* _Problem to solve_
Reproduce the listing below exactly, minus its pictures.

* _Data provided_
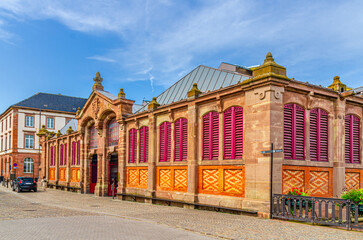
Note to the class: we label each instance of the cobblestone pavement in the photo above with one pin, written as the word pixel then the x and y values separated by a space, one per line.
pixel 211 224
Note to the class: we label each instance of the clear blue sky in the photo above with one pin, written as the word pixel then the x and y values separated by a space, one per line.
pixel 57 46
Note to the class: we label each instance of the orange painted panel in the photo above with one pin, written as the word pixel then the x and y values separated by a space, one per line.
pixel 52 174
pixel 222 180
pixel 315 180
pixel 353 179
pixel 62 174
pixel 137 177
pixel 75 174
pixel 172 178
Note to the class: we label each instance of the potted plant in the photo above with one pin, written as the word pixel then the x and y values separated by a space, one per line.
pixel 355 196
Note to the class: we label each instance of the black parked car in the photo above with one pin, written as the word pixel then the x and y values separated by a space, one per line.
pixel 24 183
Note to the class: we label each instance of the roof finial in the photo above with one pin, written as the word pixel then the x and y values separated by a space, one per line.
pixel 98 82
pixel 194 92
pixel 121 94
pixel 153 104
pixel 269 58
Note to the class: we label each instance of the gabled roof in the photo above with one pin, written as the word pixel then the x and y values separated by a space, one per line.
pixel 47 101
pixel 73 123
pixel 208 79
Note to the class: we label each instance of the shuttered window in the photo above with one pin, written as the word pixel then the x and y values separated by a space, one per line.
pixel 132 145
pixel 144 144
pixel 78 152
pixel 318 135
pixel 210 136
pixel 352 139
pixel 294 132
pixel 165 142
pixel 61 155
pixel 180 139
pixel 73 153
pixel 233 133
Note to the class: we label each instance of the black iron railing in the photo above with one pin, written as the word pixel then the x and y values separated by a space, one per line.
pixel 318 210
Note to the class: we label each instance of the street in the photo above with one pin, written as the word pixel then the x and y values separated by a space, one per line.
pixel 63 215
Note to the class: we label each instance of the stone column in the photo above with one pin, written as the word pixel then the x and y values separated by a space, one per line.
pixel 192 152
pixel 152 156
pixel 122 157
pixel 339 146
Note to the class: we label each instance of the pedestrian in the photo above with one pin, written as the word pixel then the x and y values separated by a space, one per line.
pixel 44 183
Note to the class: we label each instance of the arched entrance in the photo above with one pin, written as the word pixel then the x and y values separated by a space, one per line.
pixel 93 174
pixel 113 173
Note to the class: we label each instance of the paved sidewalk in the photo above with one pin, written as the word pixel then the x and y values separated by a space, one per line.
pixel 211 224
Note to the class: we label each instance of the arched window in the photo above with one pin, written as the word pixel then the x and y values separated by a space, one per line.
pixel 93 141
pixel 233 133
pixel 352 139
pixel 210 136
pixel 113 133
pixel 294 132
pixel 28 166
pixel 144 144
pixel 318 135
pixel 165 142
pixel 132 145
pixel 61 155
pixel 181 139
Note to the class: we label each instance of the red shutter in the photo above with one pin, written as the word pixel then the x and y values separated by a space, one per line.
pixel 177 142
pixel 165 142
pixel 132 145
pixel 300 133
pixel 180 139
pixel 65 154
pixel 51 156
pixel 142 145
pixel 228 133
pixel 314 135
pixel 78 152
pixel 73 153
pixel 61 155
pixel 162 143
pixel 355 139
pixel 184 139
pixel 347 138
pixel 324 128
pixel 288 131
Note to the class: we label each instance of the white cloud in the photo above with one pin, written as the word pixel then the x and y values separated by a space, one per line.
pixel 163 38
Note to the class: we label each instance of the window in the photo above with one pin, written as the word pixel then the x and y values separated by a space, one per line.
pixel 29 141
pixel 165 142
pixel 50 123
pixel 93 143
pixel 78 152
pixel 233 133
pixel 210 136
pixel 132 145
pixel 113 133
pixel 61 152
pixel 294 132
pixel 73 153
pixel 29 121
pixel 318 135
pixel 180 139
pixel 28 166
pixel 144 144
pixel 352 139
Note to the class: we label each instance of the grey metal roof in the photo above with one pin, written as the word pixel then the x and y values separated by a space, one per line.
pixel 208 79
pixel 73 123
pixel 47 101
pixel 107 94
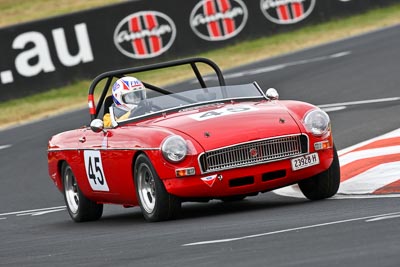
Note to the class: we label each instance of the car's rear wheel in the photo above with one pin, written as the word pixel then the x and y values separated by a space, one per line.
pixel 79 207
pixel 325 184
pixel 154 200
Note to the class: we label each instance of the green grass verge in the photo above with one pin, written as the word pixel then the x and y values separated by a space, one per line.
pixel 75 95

* _Reply_
Note to the class: we label each instance of the cobblestone pavement in the photo above with one pin, written as the word pixel then the x and y values separated by a space, one per line.
pixel 211 224
Note to the class: we label each instance of the clear blue sky in the photo above with one pin, written as the word pixel then the x and y values separated by a space, one per line.
pixel 57 46
Note to the class: we label each instance of the orange painted panel in the photo above with one pin, written as the word pixel then the x and y values separated by a space, one per line.
pixel 52 174
pixel 222 180
pixel 315 180
pixel 353 179
pixel 62 174
pixel 137 177
pixel 75 174
pixel 172 178
Note to the class: we label each instance of the potted plant in the photo above with one pin, written as the word pixel then the x and y values separated by a space, one per line.
pixel 355 196
Note to the class: we label each instance of the black parked car in the photo above with one pin, written as the word pixel then the x and y values separated by a space, one per line.
pixel 24 183
Note to the class: we label each instance of the roof finial in the photo above with one pin, written as the word pixel then the x and y values separated by a space, one per line.
pixel 98 82
pixel 194 92
pixel 121 94
pixel 153 104
pixel 269 58
Note to the class: we label each instance of the gabled roof in the photo above with one pin, written as the word pixel then the x and y values separated by a space, one per line.
pixel 47 101
pixel 73 123
pixel 208 79
Note to the class: we label each instance of the shuttered window in the photo above with one pin, written as the word pixel then the x and y values separated by a space, one per line.
pixel 132 145
pixel 144 144
pixel 78 152
pixel 318 135
pixel 210 136
pixel 352 139
pixel 294 132
pixel 165 142
pixel 61 155
pixel 180 139
pixel 73 153
pixel 233 133
Note to the class: we label each instance of the black iron railing in the photo above with one pin, written as the word pixel then the x and y values separated by a space, one per line.
pixel 318 210
Note to the class: we label each instance of the street in the photo above with one pin, written as the word pixel then the x and y values separated by a space, one per line.
pixel 63 215
Note to the class: we label each instance of the stone column in the photo above with one pin, written as the word pixel then the x and y values separated by a space, one per line.
pixel 192 152
pixel 152 156
pixel 122 157
pixel 339 146
Note to the class: we label each instance of the pedestrian in the photo above with one pin, written as the word pixel then the x and y values separated by a space, one per line.
pixel 44 183
Note to the class: we label each instance of the arched entrance in the photo above with one pin, written as the word pixel then the x and y values separated by a space, one per line.
pixel 93 174
pixel 113 173
Note to the class: we label each instance of the paved sidewalk in the photo above with one pin, written as the word pixel then the x and y values separated by a space, one per line.
pixel 211 224
Note to the class: we label each instance of the arched window in the photo above with one pin, written as the word pixel then the x and y values separated by a space, one per line.
pixel 93 141
pixel 233 133
pixel 352 139
pixel 210 136
pixel 113 133
pixel 294 132
pixel 28 166
pixel 144 144
pixel 318 135
pixel 165 142
pixel 132 145
pixel 61 155
pixel 181 139
Note to the class: we label each instance of the red shutter in the photo above with one pin, written as the word pixel then the x and y values separated by a space, one per line.
pixel 177 142
pixel 165 142
pixel 132 145
pixel 300 133
pixel 180 139
pixel 65 154
pixel 51 156
pixel 142 145
pixel 228 133
pixel 314 135
pixel 78 152
pixel 73 153
pixel 61 155
pixel 162 143
pixel 355 139
pixel 184 139
pixel 347 138
pixel 324 128
pixel 288 131
Note to the class: we label each instance of the white cloud in the photo above with one pin, written as the word pixel then the x and y values separated by a space, one per line.
pixel 163 38
Note to the class: we label each instance of the window in the photo above with one pin, written as the word pixel then the x and y values separated by a space, one per line.
pixel 29 141
pixel 165 142
pixel 50 123
pixel 93 143
pixel 78 152
pixel 233 133
pixel 210 136
pixel 132 145
pixel 113 133
pixel 61 152
pixel 294 132
pixel 73 153
pixel 29 121
pixel 318 135
pixel 180 139
pixel 28 166
pixel 144 144
pixel 352 139
Note to the class: we label each instance of the grey metal roof in the photo above with one pin, written as the word pixel then the x and y values separated by a space, one per line.
pixel 208 79
pixel 73 123
pixel 47 101
pixel 107 94
Note to the class: we label each instance of the car's rear wheel in the photo above with one pin, written as the word pixel then the x and y values separated by a space, one per line.
pixel 79 207
pixel 325 184
pixel 154 200
Note to the class: we label each instance of the green grass verge in the photo above with one pin, written as the word pixel then the x and y values separated by a space, one per line.
pixel 75 95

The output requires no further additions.